>> BEGIN

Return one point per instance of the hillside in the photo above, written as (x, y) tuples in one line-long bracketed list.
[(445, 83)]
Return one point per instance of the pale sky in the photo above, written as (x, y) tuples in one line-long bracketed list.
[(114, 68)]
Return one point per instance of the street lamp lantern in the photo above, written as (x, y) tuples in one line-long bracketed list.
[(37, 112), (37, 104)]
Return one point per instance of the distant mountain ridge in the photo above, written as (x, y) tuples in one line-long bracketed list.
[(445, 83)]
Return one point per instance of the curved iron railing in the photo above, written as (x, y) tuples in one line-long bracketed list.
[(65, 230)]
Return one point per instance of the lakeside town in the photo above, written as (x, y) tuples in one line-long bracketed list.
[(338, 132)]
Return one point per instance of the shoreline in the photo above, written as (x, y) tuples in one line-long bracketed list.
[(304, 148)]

>> END

§ EXERCISE BRIEF
Arrange each line of the records above as a JSON list of strings, with one string per line and blank lines omitted.

§ THE ANSWER
[
  "Return one point per instance of the hillside in the photo above, written as (x, y) tuples in one line-long bracketed list.",
  "[(445, 83)]",
  "Return one point per instance of the pale sky in the photo above, written as (x, y) tuples in one line-long bracketed list.",
  "[(114, 68)]",
  "Return one point per instance of the street lamp lantern in the photo above, written as (x, y) tuples in one line-long bracketed list.",
  "[(37, 112), (37, 104)]",
  "Return one point per instance of the distant mountain ridge in the photo above, written as (x, y) tuples in one line-long bracketed list.",
  "[(445, 83)]",
  "Return one point per instance of the curved iron railing in the photo above, written as (x, y) tuples in one line-long bracketed list.",
  "[(65, 230)]",
  "Return one point per instance of the lakeside town in the photo above, written as (x, y) tuples in one line-long bracketed list.",
  "[(338, 132)]",
  "Return one point per instance of the shoreline in the photo above, written as (x, y) tuples in one line-long bracketed list.",
  "[(304, 148)]"
]